-- Begin Data for this exercise --
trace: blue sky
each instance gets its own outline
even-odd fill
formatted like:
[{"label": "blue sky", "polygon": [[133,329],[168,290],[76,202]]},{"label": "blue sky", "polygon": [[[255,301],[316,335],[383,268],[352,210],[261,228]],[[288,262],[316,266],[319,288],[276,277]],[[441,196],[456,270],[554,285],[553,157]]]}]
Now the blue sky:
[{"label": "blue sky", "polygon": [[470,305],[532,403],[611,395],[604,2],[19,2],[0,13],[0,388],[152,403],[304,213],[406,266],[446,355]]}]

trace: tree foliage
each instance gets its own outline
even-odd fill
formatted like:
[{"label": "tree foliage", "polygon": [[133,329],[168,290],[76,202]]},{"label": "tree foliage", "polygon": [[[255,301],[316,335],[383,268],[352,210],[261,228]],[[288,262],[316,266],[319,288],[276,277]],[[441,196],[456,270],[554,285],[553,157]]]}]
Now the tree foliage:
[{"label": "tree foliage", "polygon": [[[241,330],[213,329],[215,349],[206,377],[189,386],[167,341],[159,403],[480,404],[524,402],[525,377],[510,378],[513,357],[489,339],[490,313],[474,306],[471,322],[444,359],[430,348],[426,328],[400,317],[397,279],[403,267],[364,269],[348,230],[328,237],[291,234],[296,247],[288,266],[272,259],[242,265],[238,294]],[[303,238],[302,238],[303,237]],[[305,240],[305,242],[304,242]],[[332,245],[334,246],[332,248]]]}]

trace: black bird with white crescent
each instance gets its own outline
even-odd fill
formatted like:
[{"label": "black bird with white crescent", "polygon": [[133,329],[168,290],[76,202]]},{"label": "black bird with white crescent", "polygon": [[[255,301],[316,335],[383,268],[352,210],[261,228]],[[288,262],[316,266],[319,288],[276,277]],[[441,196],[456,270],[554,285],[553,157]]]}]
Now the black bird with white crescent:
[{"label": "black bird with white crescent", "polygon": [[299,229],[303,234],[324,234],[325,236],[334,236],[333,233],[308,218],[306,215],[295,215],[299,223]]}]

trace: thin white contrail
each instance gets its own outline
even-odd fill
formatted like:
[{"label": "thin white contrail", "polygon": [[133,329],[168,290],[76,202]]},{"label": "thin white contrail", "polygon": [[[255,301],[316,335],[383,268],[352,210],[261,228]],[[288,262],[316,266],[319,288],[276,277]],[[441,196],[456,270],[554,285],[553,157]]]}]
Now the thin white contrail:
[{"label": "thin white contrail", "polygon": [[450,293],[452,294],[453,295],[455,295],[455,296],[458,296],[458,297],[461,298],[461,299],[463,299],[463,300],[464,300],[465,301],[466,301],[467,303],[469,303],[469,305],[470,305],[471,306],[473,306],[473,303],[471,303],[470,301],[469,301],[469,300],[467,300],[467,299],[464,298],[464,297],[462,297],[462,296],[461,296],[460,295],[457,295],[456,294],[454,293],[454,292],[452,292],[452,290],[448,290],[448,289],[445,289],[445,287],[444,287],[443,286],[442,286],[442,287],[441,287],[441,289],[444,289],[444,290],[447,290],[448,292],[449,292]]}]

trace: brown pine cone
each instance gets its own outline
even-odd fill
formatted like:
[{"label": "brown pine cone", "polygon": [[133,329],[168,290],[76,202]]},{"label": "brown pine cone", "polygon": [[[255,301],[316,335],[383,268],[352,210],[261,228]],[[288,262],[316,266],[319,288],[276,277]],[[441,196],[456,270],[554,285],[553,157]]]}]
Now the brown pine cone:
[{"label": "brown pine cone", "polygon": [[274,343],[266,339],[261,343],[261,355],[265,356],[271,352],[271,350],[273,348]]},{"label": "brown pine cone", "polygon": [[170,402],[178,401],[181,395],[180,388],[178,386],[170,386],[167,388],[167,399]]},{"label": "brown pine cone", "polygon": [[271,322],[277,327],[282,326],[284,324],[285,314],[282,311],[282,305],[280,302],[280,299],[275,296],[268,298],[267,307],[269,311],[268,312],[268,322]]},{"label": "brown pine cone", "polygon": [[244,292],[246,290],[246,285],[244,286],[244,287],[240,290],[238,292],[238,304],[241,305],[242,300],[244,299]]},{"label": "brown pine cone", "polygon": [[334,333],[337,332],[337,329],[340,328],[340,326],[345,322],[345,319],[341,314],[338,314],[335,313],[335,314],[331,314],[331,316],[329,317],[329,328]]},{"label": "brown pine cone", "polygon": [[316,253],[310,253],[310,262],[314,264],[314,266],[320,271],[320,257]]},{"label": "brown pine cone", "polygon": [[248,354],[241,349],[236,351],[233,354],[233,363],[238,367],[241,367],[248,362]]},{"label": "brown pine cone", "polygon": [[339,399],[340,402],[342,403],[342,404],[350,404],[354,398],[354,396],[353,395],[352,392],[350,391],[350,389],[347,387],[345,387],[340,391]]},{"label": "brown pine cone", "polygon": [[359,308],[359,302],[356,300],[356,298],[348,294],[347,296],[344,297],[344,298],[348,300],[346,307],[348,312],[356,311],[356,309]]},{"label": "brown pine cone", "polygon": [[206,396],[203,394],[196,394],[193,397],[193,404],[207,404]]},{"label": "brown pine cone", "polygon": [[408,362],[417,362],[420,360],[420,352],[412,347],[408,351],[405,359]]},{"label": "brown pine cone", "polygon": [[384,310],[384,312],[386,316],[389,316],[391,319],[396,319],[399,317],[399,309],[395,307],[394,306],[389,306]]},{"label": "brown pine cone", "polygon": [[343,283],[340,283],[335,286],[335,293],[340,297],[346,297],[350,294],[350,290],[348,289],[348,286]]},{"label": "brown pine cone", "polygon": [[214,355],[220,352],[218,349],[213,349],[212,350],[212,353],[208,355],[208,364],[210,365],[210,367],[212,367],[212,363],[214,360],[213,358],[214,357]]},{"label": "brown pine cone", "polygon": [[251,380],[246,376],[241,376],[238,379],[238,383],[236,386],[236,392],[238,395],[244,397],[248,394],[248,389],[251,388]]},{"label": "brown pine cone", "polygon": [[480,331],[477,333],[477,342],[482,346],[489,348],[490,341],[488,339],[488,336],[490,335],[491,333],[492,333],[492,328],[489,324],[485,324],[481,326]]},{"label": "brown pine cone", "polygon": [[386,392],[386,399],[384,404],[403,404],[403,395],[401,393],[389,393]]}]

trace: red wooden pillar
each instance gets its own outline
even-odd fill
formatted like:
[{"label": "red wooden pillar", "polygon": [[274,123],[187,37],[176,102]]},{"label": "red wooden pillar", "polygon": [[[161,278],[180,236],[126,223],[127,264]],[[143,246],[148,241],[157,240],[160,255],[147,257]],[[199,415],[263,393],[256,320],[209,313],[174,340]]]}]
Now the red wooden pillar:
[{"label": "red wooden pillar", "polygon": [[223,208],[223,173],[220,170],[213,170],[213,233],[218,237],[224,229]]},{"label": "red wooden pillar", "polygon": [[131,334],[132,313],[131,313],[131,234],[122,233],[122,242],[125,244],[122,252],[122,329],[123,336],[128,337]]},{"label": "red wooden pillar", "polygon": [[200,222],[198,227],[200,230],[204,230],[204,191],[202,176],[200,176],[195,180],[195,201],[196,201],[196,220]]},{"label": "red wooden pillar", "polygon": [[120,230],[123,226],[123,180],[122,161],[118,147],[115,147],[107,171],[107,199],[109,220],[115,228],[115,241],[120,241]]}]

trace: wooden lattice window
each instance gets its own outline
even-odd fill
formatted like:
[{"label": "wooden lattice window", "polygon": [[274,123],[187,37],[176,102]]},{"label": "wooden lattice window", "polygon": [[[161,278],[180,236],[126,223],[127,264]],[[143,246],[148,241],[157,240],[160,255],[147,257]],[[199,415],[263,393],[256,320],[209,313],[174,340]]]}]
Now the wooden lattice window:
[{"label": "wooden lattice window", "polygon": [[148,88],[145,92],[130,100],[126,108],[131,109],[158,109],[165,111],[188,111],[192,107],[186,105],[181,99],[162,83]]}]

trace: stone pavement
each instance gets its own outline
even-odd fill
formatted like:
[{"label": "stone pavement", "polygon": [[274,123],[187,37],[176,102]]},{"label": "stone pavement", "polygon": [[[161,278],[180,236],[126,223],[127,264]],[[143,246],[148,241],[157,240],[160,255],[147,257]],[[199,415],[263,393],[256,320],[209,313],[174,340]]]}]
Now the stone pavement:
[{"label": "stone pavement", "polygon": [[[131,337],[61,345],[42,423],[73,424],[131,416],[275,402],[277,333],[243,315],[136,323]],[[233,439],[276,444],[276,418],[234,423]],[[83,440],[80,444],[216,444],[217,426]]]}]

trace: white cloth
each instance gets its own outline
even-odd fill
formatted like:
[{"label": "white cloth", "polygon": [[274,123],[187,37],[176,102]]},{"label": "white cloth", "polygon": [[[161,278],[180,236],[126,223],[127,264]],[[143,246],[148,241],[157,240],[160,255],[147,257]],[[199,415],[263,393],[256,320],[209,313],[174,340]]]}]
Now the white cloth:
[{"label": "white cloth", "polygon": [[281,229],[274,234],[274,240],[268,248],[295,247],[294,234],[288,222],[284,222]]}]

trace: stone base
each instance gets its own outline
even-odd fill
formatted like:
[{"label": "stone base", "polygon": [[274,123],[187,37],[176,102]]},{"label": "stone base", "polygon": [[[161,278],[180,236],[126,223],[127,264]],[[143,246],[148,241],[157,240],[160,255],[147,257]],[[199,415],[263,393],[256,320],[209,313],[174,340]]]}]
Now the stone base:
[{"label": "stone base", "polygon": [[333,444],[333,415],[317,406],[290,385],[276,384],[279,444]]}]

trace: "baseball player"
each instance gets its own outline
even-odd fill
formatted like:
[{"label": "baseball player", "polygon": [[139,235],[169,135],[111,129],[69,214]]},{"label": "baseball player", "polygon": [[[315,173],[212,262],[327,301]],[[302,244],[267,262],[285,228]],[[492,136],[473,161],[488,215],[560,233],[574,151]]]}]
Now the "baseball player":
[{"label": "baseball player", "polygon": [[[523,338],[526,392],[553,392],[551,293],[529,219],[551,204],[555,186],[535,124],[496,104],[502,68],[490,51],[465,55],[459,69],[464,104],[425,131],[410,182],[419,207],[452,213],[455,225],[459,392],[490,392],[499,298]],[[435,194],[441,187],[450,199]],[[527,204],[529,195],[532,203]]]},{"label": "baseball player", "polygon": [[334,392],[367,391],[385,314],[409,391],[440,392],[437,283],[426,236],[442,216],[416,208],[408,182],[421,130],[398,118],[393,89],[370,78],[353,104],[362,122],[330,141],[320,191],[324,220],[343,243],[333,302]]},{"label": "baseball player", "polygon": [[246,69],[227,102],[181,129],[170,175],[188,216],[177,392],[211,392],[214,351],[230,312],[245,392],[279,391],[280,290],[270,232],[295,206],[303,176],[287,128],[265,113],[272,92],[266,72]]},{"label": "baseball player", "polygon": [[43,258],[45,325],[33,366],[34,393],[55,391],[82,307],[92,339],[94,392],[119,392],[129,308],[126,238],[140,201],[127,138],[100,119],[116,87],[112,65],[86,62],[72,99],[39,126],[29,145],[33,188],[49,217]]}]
-- End Data for this exercise --
Written exercise:
Rewrite the material from its first line through the line containing "Now the blue", swapping "outline" for "contour" and leaving everything else as it is.

Full output:
trace: blue sky
each instance gets its own contour
even-odd fill
formatted like:
[{"label": "blue sky", "polygon": [[133,329],[168,290],[76,202]]},{"label": "blue sky", "polygon": [[[255,301],[316,335],[383,268],[352,210],[261,228]],[[288,262],[316,266],[319,288],[276,277]],[[441,196],[456,270],[554,285],[553,157]]]}]
Now the blue sky:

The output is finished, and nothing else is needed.